▸ **EXERCISE INSTRUCTIONS**
(1) Set down word for word the part of the Red Sox article below that opens with the words containing "Unfortunately, the off-season" and closes with "old magician go.".
(2) Write the next part of the article below about the Boston Red Sox chasing the Yankees, picking up after its last sentence.

**** PASSAGE SHOWN ****

Monday, Apr. 02, 1979

Once Again into the Breach

The Boston Red Sox resume the chase of the Yankees

Don Zimmer stakes out the morning sun and sweeps his eyes across the deserted ballpark. October has given way to spring, the quirky confines of Fenway Park to the symmetry of a Florida practice field ringed with orange trees. "All winter long, I kept seeing Bucky Dent," the Boston Red Sox manager says. He squints once, hard, and the memory rolls in again: Dent, the ninth man in the New York Yankee lineup lofting a fly ball over the towering left field wall in Fenway, crushing Boston's pennant hopes in a one-game, winner-take-all playoff. "I'm watching TV, and I see Bucky Dent. I'm lying in bed trying to go to sleep, and I see Bucky Dent. I wake up in the middle of the night, and I see Bucky Dent." Another squint, a squirt of tobacco juice and Zimmer returns to spring. "But that was last year. I'm not a guy who makes predictions, but we've got a good ball club. We'll be in a pennant race again."

Such are the forever greening hopes of a new baseball season, and the warming sun can even stir confidence in the team that always seems to be chasing the New York Yankees, and always just falling short. Last year's collapse, blowing a 14-game lead, was of such epic proportions that it already is part of the game's lore, but the Sox insist, perhaps too strongly, that the past is dead. In his 19th major league spring, Carl Yastrzemski looks back on the year that got away and declares: "I forgot about it a couple of hours after we got beat. Optimism is what spring training is for." And First Baseman George Scott, slimmed down and eager, adds a springtime aphorism of his own: "New years bring new things."

Unfortunately, the off-season may not have brought enough new things to push the Red Sox past New York. Boston's winter trades disposed of Bill Lee, resident flake and longtime starting pitcher (94 wins, 68 losses), and picked up four minor players who can, at best, be counted on as utility men. Meanwhile, the Yankees, true to then-big-spending ways, obtained two more front-line pitchers: the Dodgers' Tommy John and, unkindest cut of all, Boston's Luis Tiant. Ageless and irrepressible, Tiant was a favorite of Boston fans and a stopper for crucial games; typically, it was Tiant who threw the shut-out that tied the Yanks on the last day of the season. More important, he was the heart of the Red Sox clubhouse, the only man who could make his teammates laugh while their world crumbled about them. The Red Sox were mystified and angry when their front office let the old magician go.

Ironically, the player Boston kept stirred as much or more trouble on the team than the one that got away. The Sox awarded American League M.V.P. Jim Rice a new seven-year contract reportedly worth $5.4 million, and all this despite a policy against renegotiating standing deals. Yastrzemski (estimated salary: $300,000) was so angered by the special treatment given the slugger that he threatened to sit out the season. He relented at the last moment, then last week worked out a deal that reportedly will pay him $600,000 a year in 1980 and 1981. There were other rumblings: All-Star Shortstop Rick Burleson openly challenged management's shortsighted and penny-pinching policies. Said he: "The Yankees have more talent than we do now. That's because our owners let us down."

**** RECORD EXCERPTS ****

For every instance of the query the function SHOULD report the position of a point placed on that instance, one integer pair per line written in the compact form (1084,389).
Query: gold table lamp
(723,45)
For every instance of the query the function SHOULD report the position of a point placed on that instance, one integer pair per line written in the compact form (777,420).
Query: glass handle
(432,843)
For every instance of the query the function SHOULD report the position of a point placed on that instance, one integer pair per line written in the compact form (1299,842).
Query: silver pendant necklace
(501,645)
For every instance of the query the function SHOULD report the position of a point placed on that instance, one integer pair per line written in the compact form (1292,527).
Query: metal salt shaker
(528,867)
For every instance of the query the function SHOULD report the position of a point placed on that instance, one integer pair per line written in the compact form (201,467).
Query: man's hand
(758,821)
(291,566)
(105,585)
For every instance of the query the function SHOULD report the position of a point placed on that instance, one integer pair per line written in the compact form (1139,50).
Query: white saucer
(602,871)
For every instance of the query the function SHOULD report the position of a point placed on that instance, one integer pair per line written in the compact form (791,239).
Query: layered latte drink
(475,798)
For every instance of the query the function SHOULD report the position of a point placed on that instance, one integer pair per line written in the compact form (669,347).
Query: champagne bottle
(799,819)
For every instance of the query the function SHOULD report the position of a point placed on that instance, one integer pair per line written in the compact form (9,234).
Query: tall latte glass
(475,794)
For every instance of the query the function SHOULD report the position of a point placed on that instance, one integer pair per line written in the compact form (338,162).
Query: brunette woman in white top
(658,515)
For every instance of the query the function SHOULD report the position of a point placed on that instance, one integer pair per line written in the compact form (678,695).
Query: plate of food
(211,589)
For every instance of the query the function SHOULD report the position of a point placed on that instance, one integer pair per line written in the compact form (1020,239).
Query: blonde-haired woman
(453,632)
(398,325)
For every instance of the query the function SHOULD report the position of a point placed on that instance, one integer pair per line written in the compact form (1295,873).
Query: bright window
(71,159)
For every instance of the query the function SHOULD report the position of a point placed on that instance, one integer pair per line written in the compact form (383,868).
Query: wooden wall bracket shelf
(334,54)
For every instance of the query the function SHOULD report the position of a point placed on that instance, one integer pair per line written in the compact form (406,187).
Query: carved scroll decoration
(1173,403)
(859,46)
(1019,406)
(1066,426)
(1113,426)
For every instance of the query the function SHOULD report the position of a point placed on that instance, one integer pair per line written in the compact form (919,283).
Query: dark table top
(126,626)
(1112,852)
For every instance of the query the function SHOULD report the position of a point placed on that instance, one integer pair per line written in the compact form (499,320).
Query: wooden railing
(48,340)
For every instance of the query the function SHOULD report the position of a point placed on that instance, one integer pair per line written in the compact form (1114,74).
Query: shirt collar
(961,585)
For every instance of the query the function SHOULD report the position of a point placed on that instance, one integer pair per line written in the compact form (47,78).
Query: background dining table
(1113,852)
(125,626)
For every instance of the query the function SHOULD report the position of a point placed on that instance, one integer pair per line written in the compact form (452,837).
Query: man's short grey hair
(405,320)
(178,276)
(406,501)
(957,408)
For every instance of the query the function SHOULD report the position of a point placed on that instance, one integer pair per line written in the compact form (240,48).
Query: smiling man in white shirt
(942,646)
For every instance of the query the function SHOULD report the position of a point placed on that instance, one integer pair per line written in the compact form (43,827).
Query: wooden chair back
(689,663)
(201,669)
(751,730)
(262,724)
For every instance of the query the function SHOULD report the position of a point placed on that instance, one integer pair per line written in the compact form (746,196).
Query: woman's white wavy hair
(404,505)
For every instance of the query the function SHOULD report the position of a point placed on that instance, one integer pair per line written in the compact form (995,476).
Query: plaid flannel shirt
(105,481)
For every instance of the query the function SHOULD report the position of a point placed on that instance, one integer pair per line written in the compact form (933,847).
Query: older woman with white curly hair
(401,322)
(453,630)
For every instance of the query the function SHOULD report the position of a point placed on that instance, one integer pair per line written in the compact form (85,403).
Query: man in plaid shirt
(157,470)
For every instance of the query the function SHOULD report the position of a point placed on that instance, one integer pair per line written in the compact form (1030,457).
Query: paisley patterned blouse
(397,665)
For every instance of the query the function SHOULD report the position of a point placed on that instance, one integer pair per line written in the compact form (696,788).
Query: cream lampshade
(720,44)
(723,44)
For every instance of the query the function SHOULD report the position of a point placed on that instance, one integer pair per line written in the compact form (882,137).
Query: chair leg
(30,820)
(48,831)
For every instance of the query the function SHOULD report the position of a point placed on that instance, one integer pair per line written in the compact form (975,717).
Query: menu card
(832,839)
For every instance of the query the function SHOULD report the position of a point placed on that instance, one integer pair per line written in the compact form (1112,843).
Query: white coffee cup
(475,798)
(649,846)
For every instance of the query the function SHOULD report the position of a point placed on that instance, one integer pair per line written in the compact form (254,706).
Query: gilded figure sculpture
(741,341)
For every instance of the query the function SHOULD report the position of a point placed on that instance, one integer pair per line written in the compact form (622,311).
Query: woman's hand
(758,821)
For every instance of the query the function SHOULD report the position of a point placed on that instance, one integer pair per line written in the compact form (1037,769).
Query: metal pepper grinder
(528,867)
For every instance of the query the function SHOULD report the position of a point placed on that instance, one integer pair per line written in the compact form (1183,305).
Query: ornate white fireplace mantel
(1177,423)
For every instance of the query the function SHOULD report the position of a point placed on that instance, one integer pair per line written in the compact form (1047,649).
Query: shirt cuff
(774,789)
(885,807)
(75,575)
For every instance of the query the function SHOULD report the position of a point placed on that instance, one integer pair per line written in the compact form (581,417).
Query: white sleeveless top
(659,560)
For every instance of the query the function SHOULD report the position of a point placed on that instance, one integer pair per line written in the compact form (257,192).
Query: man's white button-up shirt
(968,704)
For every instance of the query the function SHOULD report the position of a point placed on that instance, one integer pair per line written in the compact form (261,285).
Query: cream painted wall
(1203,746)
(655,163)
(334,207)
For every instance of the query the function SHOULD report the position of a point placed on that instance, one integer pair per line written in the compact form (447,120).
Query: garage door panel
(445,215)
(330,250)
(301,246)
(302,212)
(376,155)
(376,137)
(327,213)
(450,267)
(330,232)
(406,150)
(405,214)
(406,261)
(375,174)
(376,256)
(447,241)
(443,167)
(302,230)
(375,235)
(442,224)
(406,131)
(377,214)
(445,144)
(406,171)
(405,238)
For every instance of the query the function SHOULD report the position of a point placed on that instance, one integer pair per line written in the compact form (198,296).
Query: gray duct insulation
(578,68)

****

▸ **SOLVED TASKS**
(1)
Unfortunately, the off-season may not have brought enough new things to push the Red Sox past New York. Boston's winter trades disposed of Bill Lee, resident flake and longtime starting pitcher (94 wins, 68 losses), and picked up four minor players who can, at best, be counted on as utility men. Meanwhile, the Yankees, true to then-big-spending ways, obtained two more front-line pitchers: the Dodgers' Tommy John and, unkindest cut of all, Boston's Luis Tiant. Ageless and irrepressible, Tiant was a favorite of Boston fans and a stopper for crucial games; typically, it was Tiant who threw the shut-out that tied the Yanks on the last day of the season. More important, he was the heart of the Red Sox clubhouse, the only man who could make his teammates laugh while their world crumbled about them. The Red Sox were mystified and angry when their front office let the old magician go.

(2)
The Red Sox already have problems. Third Baseman Butch Hobson is recovering from elbow surgery. All-Star Catcher Carleton Fisk also has elbow trouble and can neither swing nor throw without pain. During one brief stint in the batting cage, he repeatedly nestled his arm against his side between pitches, while Ted Williams talked softly to him: "Take it easy. You don't have to rip the ball yet, just swing easy."

The presence of Williams at the training camp in Winter Haven is in itself an ironic symbol of Boston's frustrations. Even his splendid bat could not offset the perennial Red Sox weaknesses of a lean bench and thin pitching. Nothing has changed; Boston still has the bats but not the arms. Top Reliever Bill Campbell has yet to shake the shoulder problem that crippled him last year, and his absence from the bullpen could once again keep Bob Stanley from starting. Boston must find at least two new first-line pitchers, but eight of the nine minor leaguers battling for a place have a total of just 15 innings of major-league experience.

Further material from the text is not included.